Esto de comprar y vender libros de primera o segunda mano es una tarea que en México se asoma al abismo del heroísmo terminal: muchos factores se unen para que la cultura letrada no contribuya como se debe a la edificación de los imaginarios colectivos autóctonos, expuestos a la colonización permanente de las series de “héroes” norteamericanos y al desaliento provocado por las series sobre más de un impresentable.

Sigamos hacia el norte: sobre Universidad sobrevive la Librería Novo con libros de segunda mano y alguna que otra sorpresa: allí encontré el Lincoln de Gore Vidal y ejemplares de aquella colección pequeña, roja, acolchonada, de Aguilar, de allá de unos años setenta en que a los editores no les daba miedo editar libro de mini bolsillo, a precio estudiantil.

**Lista de tareas:**
[A] Responde con base en el texto sobre la compra y venta de libros en México:
(i) ¿En qué país, según el texto, comprar y vender libros se asoma al abismo del heroísmo terminal?
(ii) ¿Sobre qué calle sobrevive la Librería Novo?
(iii) ¿Qué libro de Gore Vidal se encontró en esa librería?
[B] Por favor, continúa el texto sobre la compra y venta de libros en México a partir de su última oración.
Los registros no tienen ningún papel en esto.

**Contenido de datos:**
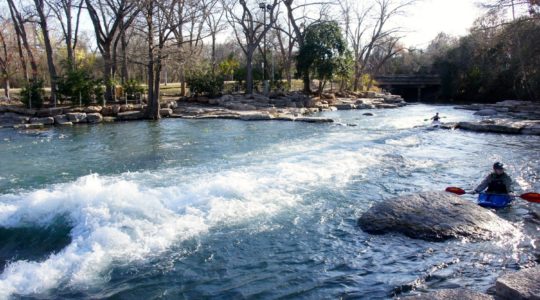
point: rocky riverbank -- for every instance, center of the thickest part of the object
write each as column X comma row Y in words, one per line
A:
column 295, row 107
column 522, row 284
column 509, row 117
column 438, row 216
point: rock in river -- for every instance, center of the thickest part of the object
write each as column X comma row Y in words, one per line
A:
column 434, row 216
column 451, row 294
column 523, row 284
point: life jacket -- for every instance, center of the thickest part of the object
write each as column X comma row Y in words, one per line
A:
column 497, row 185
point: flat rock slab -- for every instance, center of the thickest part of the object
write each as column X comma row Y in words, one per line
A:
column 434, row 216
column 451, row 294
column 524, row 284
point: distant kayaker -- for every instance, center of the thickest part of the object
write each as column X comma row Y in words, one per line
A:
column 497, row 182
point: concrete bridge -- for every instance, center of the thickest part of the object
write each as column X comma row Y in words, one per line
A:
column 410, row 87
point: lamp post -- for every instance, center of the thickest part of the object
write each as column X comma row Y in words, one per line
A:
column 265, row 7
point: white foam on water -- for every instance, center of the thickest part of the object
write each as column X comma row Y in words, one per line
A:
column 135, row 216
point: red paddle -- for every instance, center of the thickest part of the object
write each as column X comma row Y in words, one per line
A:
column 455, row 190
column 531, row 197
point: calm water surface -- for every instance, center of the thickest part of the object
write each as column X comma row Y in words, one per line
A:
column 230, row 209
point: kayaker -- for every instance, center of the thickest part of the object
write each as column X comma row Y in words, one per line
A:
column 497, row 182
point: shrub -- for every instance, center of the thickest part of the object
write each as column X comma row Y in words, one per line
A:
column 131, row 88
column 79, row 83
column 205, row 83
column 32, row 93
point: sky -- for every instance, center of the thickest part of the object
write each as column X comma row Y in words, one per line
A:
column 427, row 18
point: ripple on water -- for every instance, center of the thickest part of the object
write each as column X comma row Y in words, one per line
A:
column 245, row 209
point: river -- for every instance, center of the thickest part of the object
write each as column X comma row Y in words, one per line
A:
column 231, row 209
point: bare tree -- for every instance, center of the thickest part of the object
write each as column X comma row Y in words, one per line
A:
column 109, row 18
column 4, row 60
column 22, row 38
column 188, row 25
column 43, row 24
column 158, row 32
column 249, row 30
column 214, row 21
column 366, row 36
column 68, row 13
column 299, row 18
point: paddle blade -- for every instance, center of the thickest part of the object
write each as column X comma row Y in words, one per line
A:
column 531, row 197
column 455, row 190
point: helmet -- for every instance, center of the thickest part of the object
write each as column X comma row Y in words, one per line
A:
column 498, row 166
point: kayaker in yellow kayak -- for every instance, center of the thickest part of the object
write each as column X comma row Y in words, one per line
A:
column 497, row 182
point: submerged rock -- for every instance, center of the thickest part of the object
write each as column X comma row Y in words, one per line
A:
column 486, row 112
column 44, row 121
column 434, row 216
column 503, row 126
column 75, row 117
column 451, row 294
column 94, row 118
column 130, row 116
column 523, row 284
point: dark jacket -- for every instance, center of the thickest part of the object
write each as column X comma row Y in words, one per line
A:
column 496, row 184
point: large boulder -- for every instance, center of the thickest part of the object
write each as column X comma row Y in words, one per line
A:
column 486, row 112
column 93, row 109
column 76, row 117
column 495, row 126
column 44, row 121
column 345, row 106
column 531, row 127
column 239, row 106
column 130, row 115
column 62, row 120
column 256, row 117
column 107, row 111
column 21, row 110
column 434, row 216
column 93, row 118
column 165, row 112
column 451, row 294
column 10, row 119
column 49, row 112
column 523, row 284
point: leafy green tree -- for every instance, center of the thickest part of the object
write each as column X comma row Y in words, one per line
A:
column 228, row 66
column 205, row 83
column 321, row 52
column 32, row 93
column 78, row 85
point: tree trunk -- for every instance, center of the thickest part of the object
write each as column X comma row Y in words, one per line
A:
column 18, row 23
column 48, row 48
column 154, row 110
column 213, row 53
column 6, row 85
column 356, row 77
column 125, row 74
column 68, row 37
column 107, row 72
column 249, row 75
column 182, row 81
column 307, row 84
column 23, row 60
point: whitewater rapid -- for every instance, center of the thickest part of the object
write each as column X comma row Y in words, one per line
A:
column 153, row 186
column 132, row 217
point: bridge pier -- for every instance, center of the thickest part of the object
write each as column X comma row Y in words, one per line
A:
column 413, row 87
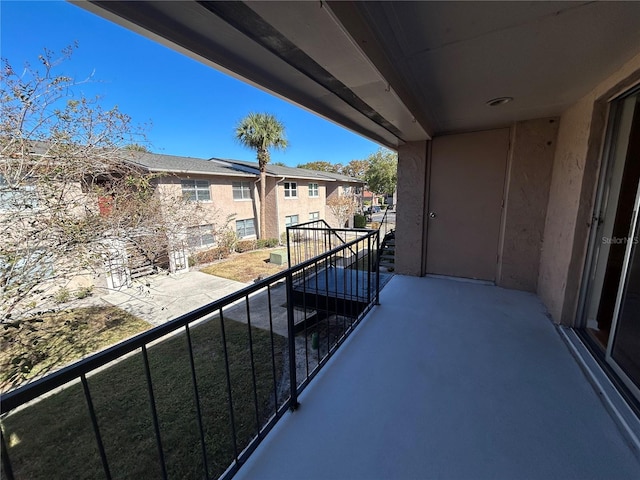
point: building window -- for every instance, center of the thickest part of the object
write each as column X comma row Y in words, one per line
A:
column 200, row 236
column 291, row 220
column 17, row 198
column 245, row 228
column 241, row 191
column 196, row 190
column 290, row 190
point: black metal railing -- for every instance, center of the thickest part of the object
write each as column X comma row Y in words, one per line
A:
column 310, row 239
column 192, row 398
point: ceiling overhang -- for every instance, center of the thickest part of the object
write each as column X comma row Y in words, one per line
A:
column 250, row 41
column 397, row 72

**Respuestas del ejercicio:**
[A]
(i) En México.
(ii) Sobre Universidad.
(iii) El Lincoln.

[B]
Una foto de 1946 nos avisa que la hoy Glorieta de los Coyotes y la hoy avenida Miguel Ángel de Quevedo, con corrida oriente-poniente, se alzaron por esas fechas. El volumen Ciudad. Intervenciones. Cuatro propuestas ciudadanas (Universidad Nacional Autónoma de México, 2023) ofrece sugerencias muy concretas para convertir dicha Glorieta en un modelo incluso internacional de elegancia y funcionalidad.

Pues bien, muy conocidas son las librerías Mauricio Ashar (Gandhi), Octavio Paz (Fondo de Cultura Económica) y del Sótano sobre Miguel Ángel de Quevedo.

Un poco más al nororiente, sobre Zaragoza, ya en el corazón del barrio de Coyoacán, se erige la casa “fortaleza” del cineasta Emilio Fernández. La casa nos presenta una oportunidad de ver “Teatro (en) breve” con piezas simultáneas de unos quince minutos. Me alegra ver las oportunidades de producción y actuación para mucha gente, en especial joven. “Teatro (en) breve” es otro ejemplo de diálogo entre las tres culturas mencionadas.

A cada rato vivimos una diferencia decisiva entre la ciudad y el campo, sin que pensemos mucho en ella: en muy pocos metros cuadrados citadinos coexisten dificultosamente muy disímiles funciones, personas, objetos, intereses, propósitos; el campo, en cambio, ni puertas puede tener. Vecinos de la casa “fortaleza” se han quejado de algún ruido durante las funciones de fin de semana. Parece ser que ya se resuelve el problema.

Y al extremo norte de la urbe se alza otro célebre ámbito universitario: el casi fantasmagórico Chopo.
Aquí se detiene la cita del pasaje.